● PROVIDED RECORDS:

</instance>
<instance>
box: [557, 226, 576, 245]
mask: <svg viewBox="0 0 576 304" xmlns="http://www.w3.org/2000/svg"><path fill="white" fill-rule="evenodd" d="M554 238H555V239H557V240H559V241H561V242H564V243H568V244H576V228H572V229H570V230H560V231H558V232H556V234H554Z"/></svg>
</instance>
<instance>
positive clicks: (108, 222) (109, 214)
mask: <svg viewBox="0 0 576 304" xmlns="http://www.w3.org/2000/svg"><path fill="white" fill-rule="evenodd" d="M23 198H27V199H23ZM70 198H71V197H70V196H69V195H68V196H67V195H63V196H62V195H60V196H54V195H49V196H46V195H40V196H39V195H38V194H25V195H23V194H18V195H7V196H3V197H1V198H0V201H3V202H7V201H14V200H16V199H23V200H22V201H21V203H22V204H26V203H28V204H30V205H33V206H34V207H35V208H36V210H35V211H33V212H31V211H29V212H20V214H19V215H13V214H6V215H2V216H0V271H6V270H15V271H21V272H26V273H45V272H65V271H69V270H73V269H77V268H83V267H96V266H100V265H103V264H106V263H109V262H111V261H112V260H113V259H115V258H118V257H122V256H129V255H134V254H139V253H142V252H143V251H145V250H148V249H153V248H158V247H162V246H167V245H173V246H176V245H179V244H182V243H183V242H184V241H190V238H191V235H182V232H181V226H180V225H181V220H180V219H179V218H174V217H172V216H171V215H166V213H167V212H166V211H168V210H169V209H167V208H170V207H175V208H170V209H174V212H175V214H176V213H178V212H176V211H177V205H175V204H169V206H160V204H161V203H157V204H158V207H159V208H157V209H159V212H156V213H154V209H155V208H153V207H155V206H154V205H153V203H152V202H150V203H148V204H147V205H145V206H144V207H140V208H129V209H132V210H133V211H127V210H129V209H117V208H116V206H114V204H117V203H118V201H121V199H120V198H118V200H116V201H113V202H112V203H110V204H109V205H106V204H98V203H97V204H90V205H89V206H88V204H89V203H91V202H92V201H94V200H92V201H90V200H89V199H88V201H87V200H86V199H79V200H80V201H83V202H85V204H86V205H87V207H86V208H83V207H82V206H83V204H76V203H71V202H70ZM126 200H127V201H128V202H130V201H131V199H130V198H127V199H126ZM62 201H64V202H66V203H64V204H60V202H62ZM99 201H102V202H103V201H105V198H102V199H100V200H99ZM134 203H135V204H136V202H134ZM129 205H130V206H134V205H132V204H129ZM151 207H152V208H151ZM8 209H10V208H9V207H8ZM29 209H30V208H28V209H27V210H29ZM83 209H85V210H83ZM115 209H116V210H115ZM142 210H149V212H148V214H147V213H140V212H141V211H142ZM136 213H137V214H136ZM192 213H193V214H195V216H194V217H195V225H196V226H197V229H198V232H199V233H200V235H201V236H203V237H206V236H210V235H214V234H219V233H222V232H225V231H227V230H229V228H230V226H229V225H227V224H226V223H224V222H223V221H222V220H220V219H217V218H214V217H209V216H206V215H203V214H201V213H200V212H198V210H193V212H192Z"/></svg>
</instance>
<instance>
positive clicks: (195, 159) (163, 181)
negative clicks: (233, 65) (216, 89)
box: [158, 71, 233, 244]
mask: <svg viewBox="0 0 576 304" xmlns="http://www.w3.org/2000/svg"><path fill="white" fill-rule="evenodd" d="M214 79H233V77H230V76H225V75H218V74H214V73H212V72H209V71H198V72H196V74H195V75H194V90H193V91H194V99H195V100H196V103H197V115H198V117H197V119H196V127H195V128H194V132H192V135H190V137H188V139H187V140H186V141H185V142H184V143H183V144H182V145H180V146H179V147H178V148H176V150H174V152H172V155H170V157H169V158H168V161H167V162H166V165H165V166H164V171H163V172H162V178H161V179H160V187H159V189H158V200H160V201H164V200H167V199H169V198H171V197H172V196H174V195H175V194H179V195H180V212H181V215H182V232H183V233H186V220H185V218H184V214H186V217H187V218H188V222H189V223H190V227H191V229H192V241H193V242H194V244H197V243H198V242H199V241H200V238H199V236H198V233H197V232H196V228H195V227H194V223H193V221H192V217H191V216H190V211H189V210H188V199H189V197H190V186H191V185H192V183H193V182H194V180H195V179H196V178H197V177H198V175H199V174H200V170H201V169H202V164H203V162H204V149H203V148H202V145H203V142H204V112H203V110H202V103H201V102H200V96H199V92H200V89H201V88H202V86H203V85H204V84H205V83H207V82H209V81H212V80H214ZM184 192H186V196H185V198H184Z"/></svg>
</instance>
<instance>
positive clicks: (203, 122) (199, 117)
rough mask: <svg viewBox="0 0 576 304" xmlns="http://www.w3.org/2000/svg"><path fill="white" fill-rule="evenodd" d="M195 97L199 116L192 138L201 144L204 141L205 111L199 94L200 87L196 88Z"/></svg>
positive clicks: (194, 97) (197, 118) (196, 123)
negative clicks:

● GOAL OF THE EXERCISE:
The full set of entries above needs to be restated word for word.

● ANSWER SECTION:
</instance>
<instance>
box: [557, 226, 576, 245]
mask: <svg viewBox="0 0 576 304" xmlns="http://www.w3.org/2000/svg"><path fill="white" fill-rule="evenodd" d="M554 238H555V239H557V240H559V241H561V242H564V243H568V244H576V228H572V229H570V230H560V231H558V232H556V234H554Z"/></svg>
</instance>
<instance>
positive clicks: (108, 222) (109, 214)
mask: <svg viewBox="0 0 576 304" xmlns="http://www.w3.org/2000/svg"><path fill="white" fill-rule="evenodd" d="M23 198H27V199H23ZM70 198H71V197H70V196H69V195H68V196H67V195H63V196H62V195H60V196H54V195H49V196H46V195H40V196H39V195H38V194H25V195H23V194H18V195H7V196H3V197H1V198H0V201H3V202H7V201H14V200H16V199H23V200H22V201H21V203H22V204H26V203H28V204H30V205H33V206H34V207H35V208H36V210H35V211H33V212H31V211H29V212H20V214H19V215H13V214H6V215H2V216H0V271H6V270H15V271H21V272H26V273H45V272H65V271H69V270H73V269H77V268H83V267H96V266H100V265H103V264H106V263H109V262H111V261H112V260H113V259H115V258H118V257H122V256H129V255H134V254H139V253H142V252H143V251H145V250H148V249H153V248H158V247H162V246H167V245H173V246H176V245H179V244H182V243H183V242H184V241H190V238H191V235H182V232H181V226H180V225H181V220H180V219H179V218H174V217H172V216H171V215H166V213H167V212H166V211H168V210H169V209H167V208H170V207H175V208H170V209H174V212H175V214H176V213H178V212H176V211H177V205H175V204H169V206H160V204H161V203H157V204H158V207H159V208H157V209H159V212H156V213H154V209H155V208H153V207H155V206H154V205H153V203H152V202H150V203H148V204H147V205H145V206H144V207H140V208H129V209H132V210H133V211H127V210H129V209H117V208H116V206H114V204H117V203H118V201H121V199H120V198H118V200H116V201H113V202H112V203H110V204H109V205H106V204H98V203H97V204H90V205H89V206H88V204H89V203H91V202H92V201H94V200H92V201H90V200H89V199H88V201H87V200H86V199H79V200H80V201H83V202H85V204H86V205H87V207H86V208H83V207H82V206H83V204H76V203H71V202H70ZM126 200H127V201H128V202H130V201H131V199H130V198H127V199H126ZM62 201H64V202H66V203H64V204H60V202H62ZM99 201H102V202H103V201H105V198H102V199H100V200H99ZM134 203H135V204H136V202H134ZM129 205H130V206H134V205H132V204H129ZM151 207H152V208H151ZM8 209H10V208H9V207H8ZM29 209H30V208H28V209H27V210H29ZM83 209H85V210H83ZM115 209H116V210H115ZM142 210H149V212H148V214H147V213H140V212H141V211H142ZM136 213H137V214H136ZM192 213H193V214H195V216H194V217H195V225H196V226H197V229H198V232H199V233H200V235H201V236H203V237H206V236H210V235H214V234H219V233H222V232H225V231H227V230H229V228H230V226H229V225H227V224H226V223H224V222H223V221H222V220H220V219H217V218H214V217H209V216H206V215H203V214H201V213H200V212H198V210H193V212H192Z"/></svg>
</instance>
<instance>
positive clicks: (195, 159) (163, 181)
negative clicks: (233, 65) (216, 89)
box: [158, 71, 233, 244]
mask: <svg viewBox="0 0 576 304" xmlns="http://www.w3.org/2000/svg"><path fill="white" fill-rule="evenodd" d="M214 79H233V77H230V76H225V75H218V74H214V73H212V72H209V71H198V72H196V74H195V75H194V90H193V91H194V99H195V100H196V103H197V115H198V117H197V119H196V127H195V128H194V132H192V135H190V137H188V139H187V140H186V141H185V142H184V143H183V144H182V145H180V146H179V147H178V148H176V150H174V152H172V155H170V157H169V158H168V161H167V162H166V165H165V166H164V171H163V172H162V178H161V179H160V187H159V189H158V200H160V201H164V200H167V199H169V198H171V197H172V196H174V195H175V194H179V195H180V212H181V215H182V232H183V233H186V220H185V218H184V214H186V217H187V218H188V222H189V223H190V227H191V229H192V241H193V242H194V244H197V243H198V242H199V241H200V238H199V236H198V233H197V232H196V228H195V227H194V223H193V221H192V217H191V216H190V211H189V210H188V199H189V197H190V186H191V185H192V183H193V182H194V180H195V179H196V178H197V177H198V175H199V174H200V170H201V169H202V164H203V162H204V149H203V148H202V145H203V142H204V112H203V110H202V103H201V102H200V96H199V92H200V89H201V88H202V86H203V85H204V84H205V83H207V82H209V81H212V80H214ZM184 192H186V196H185V198H184Z"/></svg>
</instance>
<instance>
positive clicks: (203, 122) (199, 117)
rough mask: <svg viewBox="0 0 576 304" xmlns="http://www.w3.org/2000/svg"><path fill="white" fill-rule="evenodd" d="M195 97L199 116L192 138L201 144L204 141L205 111L199 94L200 87L196 88Z"/></svg>
positive clicks: (194, 97) (197, 118) (196, 123)
negative clicks:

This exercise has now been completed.